• **INFORMATION SUPPLIED**:

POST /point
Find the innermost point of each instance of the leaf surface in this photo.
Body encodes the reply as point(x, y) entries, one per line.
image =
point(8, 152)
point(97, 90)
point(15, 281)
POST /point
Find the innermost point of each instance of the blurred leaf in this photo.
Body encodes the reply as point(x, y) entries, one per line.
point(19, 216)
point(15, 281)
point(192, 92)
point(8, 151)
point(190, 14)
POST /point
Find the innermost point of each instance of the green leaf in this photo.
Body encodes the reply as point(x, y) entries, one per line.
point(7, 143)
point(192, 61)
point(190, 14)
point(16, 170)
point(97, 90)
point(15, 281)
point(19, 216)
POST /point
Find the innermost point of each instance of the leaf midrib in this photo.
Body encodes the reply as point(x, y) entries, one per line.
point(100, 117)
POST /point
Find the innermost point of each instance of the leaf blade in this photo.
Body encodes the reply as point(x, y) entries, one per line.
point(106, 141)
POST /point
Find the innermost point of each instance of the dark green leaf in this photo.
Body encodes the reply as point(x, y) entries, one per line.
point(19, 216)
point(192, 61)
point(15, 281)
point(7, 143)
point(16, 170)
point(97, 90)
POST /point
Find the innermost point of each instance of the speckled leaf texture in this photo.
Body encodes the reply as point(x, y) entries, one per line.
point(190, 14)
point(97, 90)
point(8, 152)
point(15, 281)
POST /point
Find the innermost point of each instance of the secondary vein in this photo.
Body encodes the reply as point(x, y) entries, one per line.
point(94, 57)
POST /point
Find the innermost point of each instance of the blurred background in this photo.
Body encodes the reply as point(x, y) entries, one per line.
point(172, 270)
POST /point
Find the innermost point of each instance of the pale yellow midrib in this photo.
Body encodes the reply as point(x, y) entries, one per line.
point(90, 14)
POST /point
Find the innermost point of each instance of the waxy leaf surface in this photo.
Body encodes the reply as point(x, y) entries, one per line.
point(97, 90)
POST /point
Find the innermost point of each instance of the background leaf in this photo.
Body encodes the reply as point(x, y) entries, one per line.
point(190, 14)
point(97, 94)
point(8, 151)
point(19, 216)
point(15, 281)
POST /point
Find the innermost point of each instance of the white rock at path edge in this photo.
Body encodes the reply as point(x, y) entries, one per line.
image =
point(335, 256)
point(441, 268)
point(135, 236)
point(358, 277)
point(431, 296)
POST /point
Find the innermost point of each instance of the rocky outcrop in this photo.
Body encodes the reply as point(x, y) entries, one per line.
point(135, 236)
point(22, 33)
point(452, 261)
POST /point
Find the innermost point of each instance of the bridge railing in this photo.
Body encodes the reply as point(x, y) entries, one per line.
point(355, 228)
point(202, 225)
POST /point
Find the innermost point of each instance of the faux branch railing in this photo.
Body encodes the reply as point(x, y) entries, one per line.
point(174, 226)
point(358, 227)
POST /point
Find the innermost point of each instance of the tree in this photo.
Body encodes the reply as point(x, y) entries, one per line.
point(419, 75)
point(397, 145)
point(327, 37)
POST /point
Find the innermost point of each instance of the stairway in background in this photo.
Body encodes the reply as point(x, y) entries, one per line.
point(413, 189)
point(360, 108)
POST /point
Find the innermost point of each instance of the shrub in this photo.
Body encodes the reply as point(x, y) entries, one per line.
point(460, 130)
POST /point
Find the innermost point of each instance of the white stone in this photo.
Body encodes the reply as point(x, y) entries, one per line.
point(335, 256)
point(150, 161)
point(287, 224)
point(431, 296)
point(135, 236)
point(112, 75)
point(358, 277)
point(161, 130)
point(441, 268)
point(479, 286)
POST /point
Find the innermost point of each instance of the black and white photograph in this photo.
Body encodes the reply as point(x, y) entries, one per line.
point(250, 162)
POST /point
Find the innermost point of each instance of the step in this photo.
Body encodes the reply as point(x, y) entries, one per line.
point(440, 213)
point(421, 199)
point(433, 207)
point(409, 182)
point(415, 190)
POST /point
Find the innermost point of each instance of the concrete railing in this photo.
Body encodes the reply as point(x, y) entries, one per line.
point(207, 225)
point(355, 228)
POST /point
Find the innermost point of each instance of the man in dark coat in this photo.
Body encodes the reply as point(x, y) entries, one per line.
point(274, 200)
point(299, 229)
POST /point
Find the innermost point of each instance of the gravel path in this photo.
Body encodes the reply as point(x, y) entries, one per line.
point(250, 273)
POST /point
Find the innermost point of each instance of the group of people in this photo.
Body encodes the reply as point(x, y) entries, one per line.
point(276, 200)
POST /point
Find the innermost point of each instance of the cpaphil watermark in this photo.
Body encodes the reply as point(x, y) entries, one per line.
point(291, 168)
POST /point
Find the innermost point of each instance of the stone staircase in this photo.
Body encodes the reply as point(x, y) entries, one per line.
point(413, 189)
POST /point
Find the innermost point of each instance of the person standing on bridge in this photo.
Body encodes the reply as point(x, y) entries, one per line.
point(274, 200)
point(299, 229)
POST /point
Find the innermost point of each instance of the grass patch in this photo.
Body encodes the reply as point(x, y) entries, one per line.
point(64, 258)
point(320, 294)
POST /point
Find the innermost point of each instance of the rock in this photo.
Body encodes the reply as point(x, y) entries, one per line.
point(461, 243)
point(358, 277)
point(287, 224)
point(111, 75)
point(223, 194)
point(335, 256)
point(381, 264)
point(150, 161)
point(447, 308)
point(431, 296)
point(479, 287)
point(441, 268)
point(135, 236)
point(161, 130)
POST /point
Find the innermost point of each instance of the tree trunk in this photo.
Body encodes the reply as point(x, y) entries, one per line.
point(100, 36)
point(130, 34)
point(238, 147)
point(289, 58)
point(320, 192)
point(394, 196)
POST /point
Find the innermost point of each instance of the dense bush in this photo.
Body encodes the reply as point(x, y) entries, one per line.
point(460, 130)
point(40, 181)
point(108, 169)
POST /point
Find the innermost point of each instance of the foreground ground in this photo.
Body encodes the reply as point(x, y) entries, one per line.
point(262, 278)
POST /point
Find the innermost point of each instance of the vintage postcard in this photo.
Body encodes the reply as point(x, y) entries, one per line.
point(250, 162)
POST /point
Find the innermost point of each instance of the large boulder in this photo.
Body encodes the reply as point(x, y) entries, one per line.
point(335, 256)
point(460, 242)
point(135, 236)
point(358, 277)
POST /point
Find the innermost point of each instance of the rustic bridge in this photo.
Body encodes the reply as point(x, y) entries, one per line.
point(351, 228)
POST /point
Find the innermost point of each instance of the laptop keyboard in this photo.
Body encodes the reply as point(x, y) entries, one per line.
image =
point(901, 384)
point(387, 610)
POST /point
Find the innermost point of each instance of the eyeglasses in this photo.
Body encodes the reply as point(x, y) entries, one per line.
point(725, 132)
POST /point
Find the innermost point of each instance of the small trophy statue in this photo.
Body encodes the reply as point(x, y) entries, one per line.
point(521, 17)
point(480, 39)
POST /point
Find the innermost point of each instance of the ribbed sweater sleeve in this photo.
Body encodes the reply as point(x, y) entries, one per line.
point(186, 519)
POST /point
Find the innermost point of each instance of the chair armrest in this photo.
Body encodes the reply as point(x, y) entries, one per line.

• **TASK DESCRIPTION**: Having read the entries, repeat them all exactly.

• **ANSWER TO THE EXERCISE**:
POST /point
Find the innermost point of each instance of the leaf surface in this photo.
Body encodes the reply as point(x, y) entries, one per line.
image =
point(8, 152)
point(97, 90)
point(15, 281)
POST /point
Find the innermost point of each instance of the blurred leaf in this photo.
Body encodes the reply as point(x, y) entries, one per line.
point(19, 216)
point(15, 281)
point(192, 92)
point(8, 151)
point(190, 14)
POST /point
Find the innermost point of each instance of the green leaf in this photo.
Body encodes the reply as point(x, y) entries, one per line.
point(7, 143)
point(192, 61)
point(190, 14)
point(16, 170)
point(97, 90)
point(15, 281)
point(19, 216)
POST /point
Find the innermost point of each instance of the leaf midrib in this photo.
Body encodes the reply as point(x, y) entries, one per line.
point(100, 117)
POST /point
Find the innermost point of each instance of the leaf blade in this photo.
Body encodes the reply as point(x, y) entries, one per line.
point(106, 141)
POST /point
Find the innermost point of each instance of the dark green leaf in this photo.
Body encodes the reply as point(x, y) entries, one per line.
point(19, 216)
point(192, 61)
point(15, 281)
point(7, 143)
point(16, 170)
point(97, 90)
POST /point
Find the innermost point of each instance of the speckled leaf texture in this photo.
Body encodes the reply as point(x, y) entries, one per line.
point(190, 14)
point(97, 90)
point(8, 152)
point(15, 281)
POST /point
Find the innermost point of each instance of the secondary vein in this photo.
Body encodes the reply as point(x, y) entries, one per line.
point(94, 57)
POST /point
Find the innermost point of each instance of the blurred background in this photo.
Body encodes the reply as point(x, y) entries, one per line.
point(172, 270)
POST /point
Find the innermost point of each instance of the pale yellow midrib in this photo.
Body encodes the reply as point(x, y) entries, one per line.
point(90, 14)
POST /point
Find the innermost point of each instance of the waxy leaf surface in this photo.
Body encodes the reply as point(x, y) entries, one per line.
point(97, 90)
POST /point
Find the innermost point of each instance of the background leaf in this photo.
Body encodes the reply as point(x, y) entries, one per line.
point(190, 14)
point(97, 94)
point(8, 151)
point(19, 216)
point(15, 281)
POST /point
Find the innermost point of each instance of the white rock at path edge in this photo.
Body encodes the reply as point(x, y) entries, one per line.
image =
point(335, 256)
point(441, 268)
point(135, 236)
point(358, 277)
point(431, 296)
POST /point
Find the innermost point of each instance of the rocky outcrop in this photo.
Body encodes the reply as point(x, y) entries, one per line.
point(135, 236)
point(22, 33)
point(452, 261)
POST /point
Find the innermost point of each instance of the bridge railing in this photo.
Body encodes the reply as point(x, y) entries, one per line.
point(355, 228)
point(202, 225)
POST /point
Find the innermost point of each instance of the faux branch railing in this photo.
Body encodes the reply as point(x, y) entries, one per line.
point(174, 226)
point(358, 227)
POST /point
Find the innermost point of each instance of the tree in this photo.
Body encodes the reply as point(x, y) entries, one per line.
point(419, 75)
point(397, 145)
point(327, 37)
POST /point
Find the innermost point of each instance of the stairway in background in this photo.
Body encodes the reply as point(x, y) entries, one per line.
point(413, 189)
point(360, 108)
POST /point
Find the innermost point of each instance of the shrub in this photo.
Body encodes the reply as point(x, y) entries, one per line.
point(460, 130)
POST /point
Find the innermost point of each instance of the white stone in this photo.
Body encodes the reply as point(x, y) entries, one per line.
point(335, 256)
point(150, 161)
point(287, 224)
point(431, 296)
point(135, 236)
point(112, 75)
point(358, 277)
point(161, 130)
point(441, 268)
point(479, 286)
POST /point
Find the innermost point of each instance of the black and white photograph in this photo.
Body encodes the reply as point(x, y) entries, one per line.
point(250, 162)
POST /point
Find the innermost point of each instance of the step in this photo.
Body encodes the reply as point(x, y) entries, one per line.
point(440, 213)
point(421, 199)
point(433, 207)
point(409, 182)
point(415, 190)
POST /point
Find the innermost point of each instance of the concrete railing in this photo.
Body encodes the reply as point(x, y) entries, one per line.
point(207, 225)
point(355, 228)
POST /point
Find the innermost point of each instance of the man in dark coat in this photo.
Body encodes the reply as point(x, y) entries, one per line.
point(274, 200)
point(299, 229)
POST /point
Find the innermost point of each instance of the gravel path in this photo.
Body encodes the reply as point(x, y) entries, one per line.
point(250, 273)
POST /point
Find the innermost point of each instance of the group of people in this photo.
Body encodes the reply as point(x, y) entries, one per line.
point(276, 200)
POST /point
Find the innermost point of each instance of the cpaphil watermark in this photo.
Body encodes the reply as point(x, y) entries, one per line.
point(291, 168)
POST /point
Find the innermost point of each instance of the stone staircase in this photo.
Body encodes the reply as point(x, y) entries, one per line.
point(413, 189)
POST /point
Find the innermost point of each instance of the person standing on bridge in this photo.
Body encodes the reply as point(x, y) entries, one per line.
point(274, 200)
point(299, 229)
POST /point
Find the innermost point of each instance of the grass patch in this photo.
Body encodes the reply as point(x, y) entries, one per line.
point(64, 258)
point(320, 294)
POST /point
Find the innermost point of each instance of the rock in this photo.
Body encodes the reply as point(x, y) entries, one per line.
point(461, 243)
point(358, 277)
point(287, 224)
point(111, 75)
point(223, 194)
point(335, 256)
point(381, 264)
point(150, 161)
point(447, 308)
point(431, 296)
point(479, 287)
point(441, 268)
point(135, 236)
point(161, 130)
POST /point
Find the innermost point of each instance of the tree trunk in this photo.
Body encodes the reply as point(x, y) entries, one per line.
point(100, 36)
point(130, 34)
point(238, 147)
point(289, 58)
point(320, 192)
point(394, 196)
POST /point
Find the innermost point of each instance of the dense bush in this photo.
Body encodes the reply as point(x, y) entries, one per line.
point(460, 130)
point(40, 181)
point(108, 169)
POST /point
Find the innermost point of each instance of the foreground ground in this photo.
Body encodes the reply as point(x, y) entries, one per line.
point(262, 278)
POST /point
Find the innermost point of each instance of the vintage postcard in this photo.
Body encodes the reply as point(x, y) entries, one per line.
point(250, 162)
POST /point
Find the innermost point of each instance of the large boulder in this photo.
Body encodes the reply as point(x, y) entries, one per line.
point(335, 256)
point(460, 242)
point(135, 236)
point(358, 277)
POST /point
Find the innermost point of each instance of the rustic bridge in this photo.
Body encodes the reply as point(x, y) entries, one per line.
point(351, 228)
POST /point
Find the innermost point of each instance of the laptop keyboard in this photo.
Body encodes the reply as point(x, y) entries, one per line.
image =
point(901, 384)
point(387, 610)
POST /point
Find the innermost point of each instance of the eyeglasses in this photo.
Body encodes the reply as point(x, y) entries, one per line.
point(725, 132)
POST /point
Find the innermost point of each instance of the small trophy statue in this photo.
Body encodes the reply as point(x, y) entries, one per line.
point(521, 17)
point(480, 39)
POST /point
Find the innermost point of each instance of the ribbed sweater sleeve in this photo.
Body encodes the reply as point(x, y) entries, one per line.
point(186, 519)
POST /point
Find the innermost point of each instance of the chair armrest in this photo.
Body encodes the reply as point(x, y) entries, one per line.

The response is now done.